Saved entries

────────────────

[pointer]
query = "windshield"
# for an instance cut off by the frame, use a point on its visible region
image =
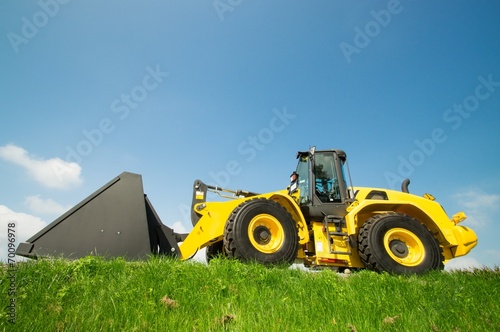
(326, 181)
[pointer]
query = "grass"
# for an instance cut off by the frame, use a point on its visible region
(164, 294)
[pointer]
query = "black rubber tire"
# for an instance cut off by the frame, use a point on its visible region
(214, 250)
(237, 242)
(375, 256)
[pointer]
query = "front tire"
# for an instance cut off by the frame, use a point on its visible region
(397, 243)
(261, 230)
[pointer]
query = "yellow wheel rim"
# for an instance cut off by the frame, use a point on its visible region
(404, 247)
(266, 233)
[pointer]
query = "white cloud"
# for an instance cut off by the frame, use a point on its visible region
(51, 173)
(47, 206)
(25, 227)
(479, 207)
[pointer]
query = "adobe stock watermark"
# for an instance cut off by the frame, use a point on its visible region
(121, 108)
(454, 117)
(363, 36)
(223, 6)
(31, 26)
(247, 150)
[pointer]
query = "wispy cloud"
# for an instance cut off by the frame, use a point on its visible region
(51, 173)
(45, 206)
(26, 226)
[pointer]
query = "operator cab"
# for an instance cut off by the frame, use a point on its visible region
(321, 183)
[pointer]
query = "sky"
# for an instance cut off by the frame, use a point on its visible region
(227, 91)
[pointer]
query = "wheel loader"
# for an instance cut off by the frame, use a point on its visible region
(320, 220)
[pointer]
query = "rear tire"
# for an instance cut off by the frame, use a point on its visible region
(397, 243)
(261, 230)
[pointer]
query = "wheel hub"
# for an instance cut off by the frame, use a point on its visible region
(266, 233)
(262, 235)
(398, 248)
(403, 246)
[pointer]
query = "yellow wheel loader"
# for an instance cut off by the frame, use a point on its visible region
(319, 220)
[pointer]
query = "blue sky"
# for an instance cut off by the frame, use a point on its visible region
(228, 91)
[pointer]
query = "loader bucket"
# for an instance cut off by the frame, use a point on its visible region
(117, 220)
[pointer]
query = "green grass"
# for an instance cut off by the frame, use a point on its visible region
(163, 294)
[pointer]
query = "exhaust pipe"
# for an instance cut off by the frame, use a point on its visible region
(117, 220)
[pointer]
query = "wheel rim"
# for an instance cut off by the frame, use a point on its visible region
(266, 233)
(404, 247)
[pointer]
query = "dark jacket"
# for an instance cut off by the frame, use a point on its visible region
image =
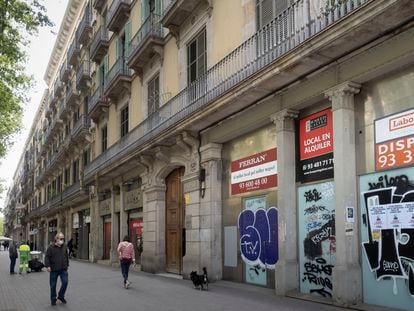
(57, 258)
(13, 251)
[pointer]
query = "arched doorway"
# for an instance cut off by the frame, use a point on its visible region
(174, 219)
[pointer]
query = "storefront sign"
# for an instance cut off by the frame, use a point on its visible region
(394, 140)
(316, 147)
(255, 172)
(133, 199)
(105, 207)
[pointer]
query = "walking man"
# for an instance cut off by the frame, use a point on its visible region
(57, 263)
(13, 256)
(126, 256)
(24, 250)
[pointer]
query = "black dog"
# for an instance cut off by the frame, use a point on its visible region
(199, 281)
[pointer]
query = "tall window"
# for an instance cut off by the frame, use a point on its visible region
(104, 138)
(75, 171)
(267, 10)
(197, 57)
(124, 121)
(153, 95)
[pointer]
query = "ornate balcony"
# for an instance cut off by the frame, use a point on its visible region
(72, 97)
(176, 12)
(97, 104)
(118, 79)
(118, 14)
(58, 88)
(99, 5)
(64, 110)
(84, 31)
(99, 45)
(244, 70)
(80, 130)
(73, 53)
(148, 41)
(64, 71)
(83, 76)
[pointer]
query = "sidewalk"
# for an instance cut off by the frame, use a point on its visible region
(96, 287)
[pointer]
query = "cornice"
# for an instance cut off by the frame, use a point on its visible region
(65, 32)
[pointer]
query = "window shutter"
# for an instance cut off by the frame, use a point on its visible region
(127, 37)
(106, 65)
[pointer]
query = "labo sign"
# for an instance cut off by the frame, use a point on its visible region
(394, 140)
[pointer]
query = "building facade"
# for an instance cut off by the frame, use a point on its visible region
(270, 141)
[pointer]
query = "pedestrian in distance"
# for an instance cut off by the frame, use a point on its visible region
(126, 257)
(70, 247)
(13, 255)
(24, 250)
(57, 263)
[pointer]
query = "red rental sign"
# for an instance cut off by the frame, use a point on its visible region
(316, 135)
(255, 172)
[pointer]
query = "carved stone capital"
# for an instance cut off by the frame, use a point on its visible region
(342, 95)
(284, 120)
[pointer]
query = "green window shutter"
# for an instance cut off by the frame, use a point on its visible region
(106, 64)
(117, 49)
(127, 37)
(144, 10)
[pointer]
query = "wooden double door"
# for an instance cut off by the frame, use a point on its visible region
(175, 213)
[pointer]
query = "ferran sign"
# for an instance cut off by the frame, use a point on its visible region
(316, 147)
(255, 172)
(394, 140)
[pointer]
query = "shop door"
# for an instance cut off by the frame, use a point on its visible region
(174, 221)
(107, 240)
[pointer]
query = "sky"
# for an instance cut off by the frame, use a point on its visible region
(38, 57)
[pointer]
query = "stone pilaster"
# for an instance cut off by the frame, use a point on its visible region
(347, 286)
(123, 217)
(114, 258)
(153, 255)
(210, 212)
(287, 269)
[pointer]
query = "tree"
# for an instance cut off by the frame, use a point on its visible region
(19, 20)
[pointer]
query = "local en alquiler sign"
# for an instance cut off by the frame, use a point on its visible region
(316, 147)
(255, 172)
(394, 140)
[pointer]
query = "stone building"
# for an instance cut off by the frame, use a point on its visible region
(270, 141)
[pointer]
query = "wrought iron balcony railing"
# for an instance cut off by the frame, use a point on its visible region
(283, 34)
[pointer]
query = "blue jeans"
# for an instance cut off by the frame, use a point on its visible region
(53, 281)
(125, 270)
(12, 264)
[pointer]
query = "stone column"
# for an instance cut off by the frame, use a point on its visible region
(114, 258)
(153, 255)
(287, 269)
(347, 283)
(203, 216)
(123, 221)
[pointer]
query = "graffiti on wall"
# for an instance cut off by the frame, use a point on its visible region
(258, 237)
(317, 233)
(388, 218)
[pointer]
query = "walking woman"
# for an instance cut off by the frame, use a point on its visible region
(126, 257)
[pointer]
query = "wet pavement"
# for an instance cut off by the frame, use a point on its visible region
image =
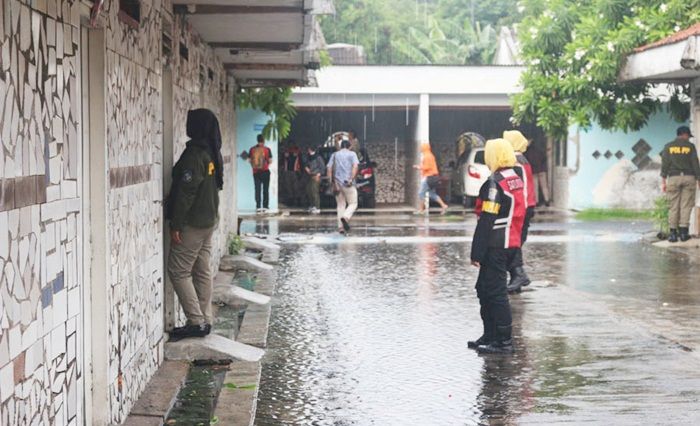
(371, 329)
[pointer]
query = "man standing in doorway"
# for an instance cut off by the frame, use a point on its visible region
(314, 167)
(538, 161)
(342, 169)
(680, 175)
(260, 157)
(192, 209)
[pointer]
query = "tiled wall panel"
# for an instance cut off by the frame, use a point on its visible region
(41, 377)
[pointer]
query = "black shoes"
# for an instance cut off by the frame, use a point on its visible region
(481, 341)
(504, 347)
(518, 279)
(179, 333)
(673, 236)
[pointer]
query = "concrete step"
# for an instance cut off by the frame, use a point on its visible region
(211, 348)
(233, 295)
(235, 262)
(157, 399)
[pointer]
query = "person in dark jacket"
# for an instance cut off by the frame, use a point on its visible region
(193, 207)
(680, 174)
(518, 277)
(501, 207)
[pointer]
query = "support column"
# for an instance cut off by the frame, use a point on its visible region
(695, 129)
(422, 135)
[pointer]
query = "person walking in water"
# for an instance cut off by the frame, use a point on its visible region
(680, 176)
(192, 208)
(260, 157)
(430, 177)
(501, 207)
(342, 169)
(518, 277)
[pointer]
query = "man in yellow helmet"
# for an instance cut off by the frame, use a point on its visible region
(518, 277)
(501, 207)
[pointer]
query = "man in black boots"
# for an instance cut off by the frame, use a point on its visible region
(501, 207)
(680, 175)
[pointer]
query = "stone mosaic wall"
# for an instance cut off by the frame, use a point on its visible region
(41, 377)
(40, 275)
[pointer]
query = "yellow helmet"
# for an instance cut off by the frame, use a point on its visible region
(516, 139)
(499, 154)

────────────────

The records above must be transcribed exactly. Pictures are left out of the copy.

[pointer]
query = "windshield"
# for an instance cut off by the frame, use a point on its visible region
image =
(326, 181)
[pointer]
query = "grass"
# for an instance cut off by the frame, use a point on its visible region
(164, 294)
[pointer]
query = "black rubber tire"
# for an instance cut off by the frame, use a point on its visible region
(214, 250)
(237, 242)
(375, 256)
[pointer]
query = "front tire"
# for an instance cut off by the frame, use a point on its visible region
(397, 243)
(261, 230)
[pointer]
query = "yellow wheel rim"
# for an instance cut off by the frame, use a point on its visible region
(404, 247)
(266, 233)
[pointer]
query = "white cloud"
# for an instance cut off by the frame, use a point on its visible region
(51, 173)
(47, 206)
(25, 227)
(479, 207)
[pointer]
query = "adobe stock watermark"
# for an instance cut off by the frame, use a point on its visible region
(121, 108)
(454, 117)
(363, 36)
(223, 6)
(31, 26)
(247, 150)
[pointer]
query = "wispy cloud"
# for an instance cut off by the frame, use a point on its visible region
(51, 173)
(45, 206)
(26, 226)
[pointer]
query = "operator cab"
# for an instance cut off by the frame, use a point on its visible region
(321, 183)
[pointer]
query = "sky"
# for an instance cut off by the frame, use a point on its visible region
(227, 91)
[pointer]
query = "wheel loader"
# for an instance cut off by the frame, use a point on its visible region
(320, 220)
[pointer]
query = "rear tire"
# for an instance cut off by the frame, use a point on its visible region
(397, 243)
(261, 230)
[pointer]
query = "wheel hub"
# for an instance cut off by the frame, use a point on its visible region
(266, 233)
(262, 235)
(398, 248)
(403, 246)
[pointer]
query = "yellow wheel loader"
# for an instance cut off by the frame, use a point on its visible region
(319, 220)
[pointer]
query = "blue sky"
# for an instance cut off by the frame, use a point on its visible region
(228, 91)
[pointer]
query = "loader bucket"
# for an instance cut off by the frame, use a point on its visible region
(117, 220)
[pointer]
query = "green grass"
# for an instance cut off by the frame, use a point on its visible region
(163, 294)
[pointer]
query = "exhaust pipe"
# for an instance cut off by the frame, use a point on its visible region
(117, 220)
[pointer]
query = "wheel rim"
# for an instance cut off by the frame, use a point on its visible region
(266, 233)
(404, 247)
[pointer]
query = "dark jacket"
# for an instance cut off by the frame, use a point on its visible region
image =
(57, 258)
(13, 251)
[pointer]
query = "arched doorway"
# for an instance cut off by the frame, use a point on its visible region
(174, 219)
[pointer]
query = "storefront sign"
# for an instance cut off by the frame, use a point on its visible region
(394, 140)
(316, 147)
(255, 172)
(133, 199)
(105, 207)
[pointer]
query = "walking man"
# for an instance cut off by the frame, use a point on its visible region
(57, 263)
(13, 256)
(126, 256)
(24, 250)
[pointer]
query = "black dog"
# for an instance cut off by the frame, use a point on its visible region
(199, 281)
[pointer]
query = "tall window"
# for an instance cut off by the frame, use a point on its visible region
(104, 138)
(75, 171)
(267, 10)
(197, 57)
(124, 121)
(153, 95)
[pointer]
query = "ornate balcony"
# for an instance cut off by the frame, use a point on its visible region
(72, 97)
(176, 12)
(97, 104)
(118, 79)
(118, 14)
(58, 88)
(99, 5)
(64, 110)
(84, 31)
(99, 45)
(244, 70)
(80, 130)
(73, 53)
(148, 41)
(64, 71)
(83, 76)
[pointer]
query = "sidewalk"
# for an instance cut off by the frame, use a point on its visible region
(96, 287)
[pointer]
query = "cornice"
# for an instance cut off by the frame, use a point on its visible region
(65, 32)
[pointer]
query = "window shutter"
# for an instance cut off by the frame, use a point on its visible region
(127, 37)
(106, 65)
[pointer]
query = "labo sign"
# for an instance cut off by the frame, use a point on its visible region
(394, 140)
[pointer]
query = "building facade"
# for an instance cut off by the frame, use a point on its visible region
(270, 141)
[pointer]
query = "pedestrian in distance"
# for an instance cut off by the frame, use a point on its visible region
(126, 257)
(70, 247)
(13, 255)
(24, 250)
(57, 263)
[pointer]
query = "red rental sign"
# for an instance cut off by the frame, use a point on its visible region
(316, 135)
(255, 172)
[pointer]
query = "carved stone capital"
# for an instance cut off by the frame, use a point on its visible region
(342, 95)
(284, 120)
[pointer]
query = "green window shutter"
# for an instance cut off by the frame, use a point on its visible region
(106, 64)
(117, 49)
(127, 37)
(144, 10)
[pointer]
query = "wooden double door"
# for an instance cut off by the frame, use a point on its visible region
(175, 213)
[pointer]
query = "ferran sign"
# for an instance cut off by the frame, use a point on its visible region
(316, 147)
(255, 172)
(394, 140)
[pointer]
query = "shop door"
# for an instance cut off by the frame, use a point on its visible region
(174, 221)
(107, 240)
[pointer]
query = "sky"
# for an instance cut off by the frame, use a point on its visible region
(38, 57)
[pointer]
query = "stone pilaster"
# for an instance cut off by the frame, use a point on its visible region
(347, 286)
(123, 217)
(114, 258)
(153, 255)
(210, 212)
(287, 269)
[pointer]
query = "tree"
# for an instance cut off by the frame, use a point on its visible region
(19, 20)
[pointer]
query = "local en alquiler sign"
# for an instance cut off by the frame, use a point on its visible region
(316, 147)
(255, 172)
(394, 140)
[pointer]
query = "stone building"
# for an instance cut off by the frame, use a point on its visible region
(270, 141)
[pointer]
query = "wrought iron balcony railing"
# for an instance cut off by the frame, use a point on its visible region
(283, 34)
[pointer]
query = "blue jeans"
# for an instance cut off by the frame, use a point on its visible region
(53, 281)
(125, 270)
(12, 264)
[pointer]
query = "stone column"
# for an instance cut off by the frame, use a point on its visible region
(114, 258)
(153, 255)
(287, 269)
(347, 283)
(203, 216)
(123, 221)
[pointer]
query = "graffiti on wall"
# for an instance cut off by the frame, use a point on its visible region
(258, 237)
(317, 233)
(388, 218)
[pointer]
query = "walking woman"
# for an instance cut off by the frame, use a point on its visible region
(126, 257)
[pointer]
query = "wet pavement"
# for an instance cut off by the frame, use a point on its visible region
image =
(371, 329)
[pointer]
query = "man standing in doorway"
# for an instance cut off by the frame, use a point on its visible region
(314, 167)
(538, 161)
(342, 169)
(680, 175)
(260, 157)
(192, 209)
[pointer]
query = "tiled wall panel"
# for an instance cut off by the frame, use a point on its visible region
(41, 377)
[pointer]
query = "black shoes"
# for an instance cut off by the frame, use a point on its visible region
(481, 341)
(504, 347)
(518, 279)
(179, 333)
(673, 236)
[pointer]
query = "concrete step"
# for an instance cut off by the frame, use a point on its visible region
(211, 348)
(233, 295)
(235, 262)
(157, 399)
[pointer]
query = "person in dark jacket"
# for an instance cut off by the frame, use a point on its visible region
(193, 207)
(680, 174)
(518, 277)
(501, 207)
[pointer]
query = "support column"
# for an instance cut off by the frame, use a point on its visible region
(695, 129)
(422, 135)
[pointer]
query = "person walking in water"
# for an instance cut off by the frame, use a point on its visible region
(680, 176)
(192, 208)
(260, 157)
(430, 177)
(501, 207)
(342, 169)
(518, 277)
[pointer]
query = "man in yellow helmet"
# for an instance cut off by the frame, use a point on its visible region
(518, 277)
(501, 207)
[pointer]
query = "man in black boots"
# for an instance cut off by the frame, use a point on its visible region
(501, 207)
(680, 175)
[pointer]
query = "stone mosaic wall"
# for an instance cut off by the frame, use a point on its visible region
(41, 377)
(40, 275)
[pointer]
query = "yellow helmet"
# for an instance cut off by the frame, use a point on its visible region
(516, 139)
(499, 154)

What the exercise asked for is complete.